Segment du document
- - - - - - -

On retrouve dans les cinq "capriccios" composant Dans le Ventre de la Baleine (1989, Actes Sud) les moments essentiels de la quête nizonienne. C'est à nouveau la sensibilité vibrante d'un narrateur avide de mots qui "babillent et déboulent et dansent en moi", assoiffé de vie et de bonheur, "en proie à une allégresse, un désir de s'investir, un sentiment de complicité avec le monde entier... l'envie de lui donner la chasse... de le capturer dans la nasse des mots, des tournures, des images...". C'est encore, dans une prose d'une sensualité fervente, mais finement élégante aussi et parée des séductions de l'humour, l'errance dans Paris, la moisson effrénée, plus intense et plus grave quand s'éveille la conscience de l'irrévocable écoulement des jours. Un cheminement à l'infini et sans trêve, à l'image du Marcheur de Giacometti dont la reproduction clôt l'édition originale du livre. Le parcours d'un écrivain d'une intransigeance walsérienne, au gré de l'imagination et de la mémoire, des sentiments et des sens, pour atteindre à cet "être obscur, fait de mots et d'images, de pauses et de mélodies, que je subodore et pourchasse, et qui sans cesse échappe à mes regards".

Après L’Année de l’Amour et Dans le Ventre de la Baleine, la "trilogie parisienne" s'achève par Chien, Confession à midi (1998, Actes Sud). A la première personne, presque malgré lui, un marginal, posté dans une rue de Paris et plongé dans ses pensées jusqu'à citer le cogito de Descartes, livre ses confidences. Comme le chien d'autrefois qu'il se remémore, il est un "être du présent... pris tout entier par l'instant", et goûte aux saveurs de la réalité "jusqu'à voir déborder la coupe intérieure". Ces moments de participation donnent lieu à des pages exaltantes : sur l'ivresse d'un voyage, la foule et les rumeurs d'une médina, sur les sortilèges d'une nuit d'amour et des moments de l'enfance. Sur les faits divers du temps présent, les incidents du quotidien et les préoccupations qu'ils imposent.

- - - - - - -

Tâche à réaliser
Prolongez le texte consacré à la trilogie parisienne en reprenant juste après sa dernière phrase.

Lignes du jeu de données
- - - - - - -

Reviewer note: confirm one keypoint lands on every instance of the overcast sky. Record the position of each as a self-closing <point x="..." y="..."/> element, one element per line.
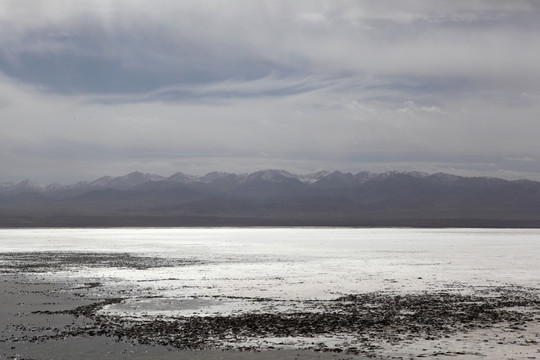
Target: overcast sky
<point x="100" y="87"/>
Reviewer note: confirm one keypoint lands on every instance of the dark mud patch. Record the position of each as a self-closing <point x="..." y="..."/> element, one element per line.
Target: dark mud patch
<point x="364" y="319"/>
<point x="35" y="262"/>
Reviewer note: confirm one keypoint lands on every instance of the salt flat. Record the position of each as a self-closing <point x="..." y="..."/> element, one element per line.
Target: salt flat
<point x="232" y="277"/>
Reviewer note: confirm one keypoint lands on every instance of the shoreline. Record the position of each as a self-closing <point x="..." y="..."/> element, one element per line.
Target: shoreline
<point x="84" y="319"/>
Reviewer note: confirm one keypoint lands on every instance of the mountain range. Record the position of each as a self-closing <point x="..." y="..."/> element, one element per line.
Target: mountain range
<point x="275" y="198"/>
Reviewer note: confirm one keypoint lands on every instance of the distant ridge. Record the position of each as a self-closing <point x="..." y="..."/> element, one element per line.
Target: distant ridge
<point x="275" y="198"/>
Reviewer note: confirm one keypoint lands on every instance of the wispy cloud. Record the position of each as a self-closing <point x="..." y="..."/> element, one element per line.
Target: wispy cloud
<point x="109" y="87"/>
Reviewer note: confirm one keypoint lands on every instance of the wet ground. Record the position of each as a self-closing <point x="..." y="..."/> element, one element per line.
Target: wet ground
<point x="45" y="316"/>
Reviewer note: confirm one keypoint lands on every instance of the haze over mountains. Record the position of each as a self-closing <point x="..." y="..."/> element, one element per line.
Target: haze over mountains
<point x="275" y="198"/>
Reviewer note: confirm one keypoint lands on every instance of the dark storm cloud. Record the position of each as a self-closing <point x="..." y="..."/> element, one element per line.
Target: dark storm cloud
<point x="94" y="87"/>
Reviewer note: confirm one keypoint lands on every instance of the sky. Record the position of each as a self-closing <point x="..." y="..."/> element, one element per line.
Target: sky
<point x="98" y="87"/>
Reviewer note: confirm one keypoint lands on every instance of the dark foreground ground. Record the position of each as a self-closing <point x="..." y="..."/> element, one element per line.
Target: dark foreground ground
<point x="45" y="319"/>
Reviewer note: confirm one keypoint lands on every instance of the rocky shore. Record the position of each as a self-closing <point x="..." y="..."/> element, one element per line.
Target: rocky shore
<point x="84" y="320"/>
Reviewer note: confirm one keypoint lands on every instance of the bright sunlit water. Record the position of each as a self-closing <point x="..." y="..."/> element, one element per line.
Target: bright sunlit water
<point x="300" y="263"/>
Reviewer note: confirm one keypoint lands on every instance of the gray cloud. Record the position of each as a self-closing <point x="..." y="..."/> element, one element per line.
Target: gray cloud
<point x="88" y="88"/>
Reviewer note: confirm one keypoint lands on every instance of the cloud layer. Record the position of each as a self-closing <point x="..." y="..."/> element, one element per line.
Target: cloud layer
<point x="98" y="87"/>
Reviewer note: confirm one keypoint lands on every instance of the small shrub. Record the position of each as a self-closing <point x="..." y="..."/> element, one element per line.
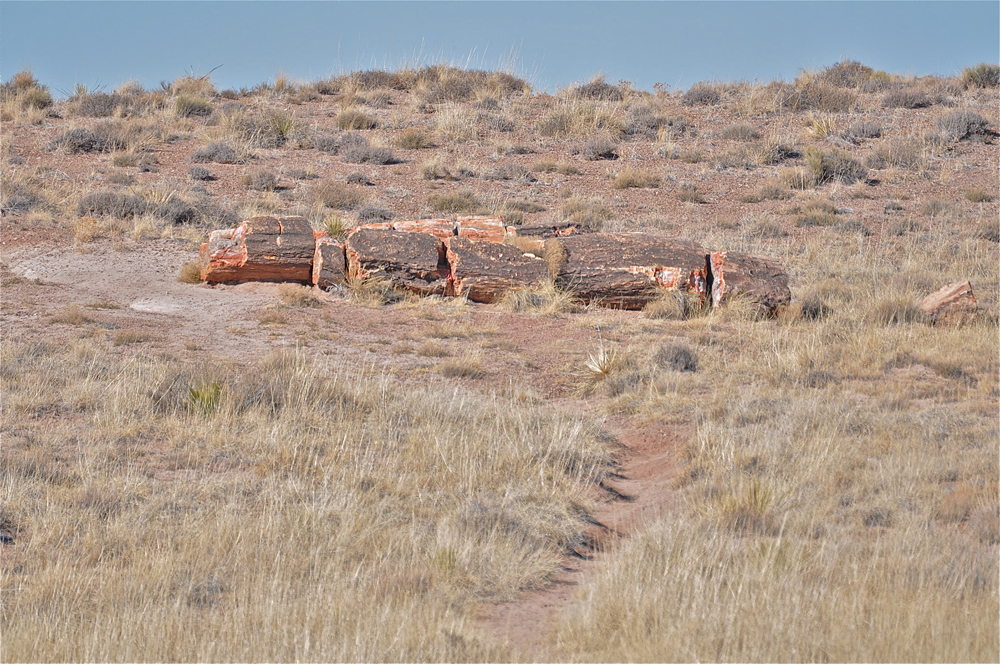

- - - - - - -

Résultat produit
Et pour la délectation du lecteur, ce clochard se croit en butte aussi à l'indiscrétion d'un écrivain reconnu, auquel ses traits donnent une allure nizonienne. Est-il sous surveillance pour se faire "coller une histoire sur le dos", où se trouvent-ils liés indépendamment l'un de l'autre ? Une suggestive rencontre ne permet pas d'en décider, mais le marginal finit par se mettre en quête d'autres lieux. Adieu peut-être aux figures de la lignée du "soldat" et du "marcheur", cette fin intrigue et fascine. C'est grave et cela reste un jeu empreint de réminiscences walsériennes, où la problématique existentielle affleure avec une prenante et discrète élégance. Solitude et liberté, condition de l'artiste et regard sur l'époque : ces thèmes se nouent dans une confidence presque sereine, au gré des rythmes et de la musique d'une écriture harmonieusement parée des raffinements de la langue et du style.

Tous les auteurs cités ici ont su créer leur écriture personnelle et une oeuvre que certains poursuivent encore, et qui promet de les inscrire dans le siècle. Marqués pour la plupart par l'influence du pays d'origine et de son climat, ils sont largement connus au-delà de ses frontières. Mais après leurs générations en surviennent d'autres, qui débutent à partir des années septante. Moins préoccupées de la Suisse, elles ouvrent des horizons plus vastes. C'est, notamment, l'avènement des femmes, survenues en nombre et révélées par des écritures autres et d'une remarquable qualité. C'est le développement du style polémique, la métamorphose du langage théâtral et romanesque, le bel essor de la poésie. De quoi découvrir des auteurs connus déjà à l'étranger par des oeuvres fortes. Complétant le panorama du siècle ou incarnant l'avenir, ils restent à présenter.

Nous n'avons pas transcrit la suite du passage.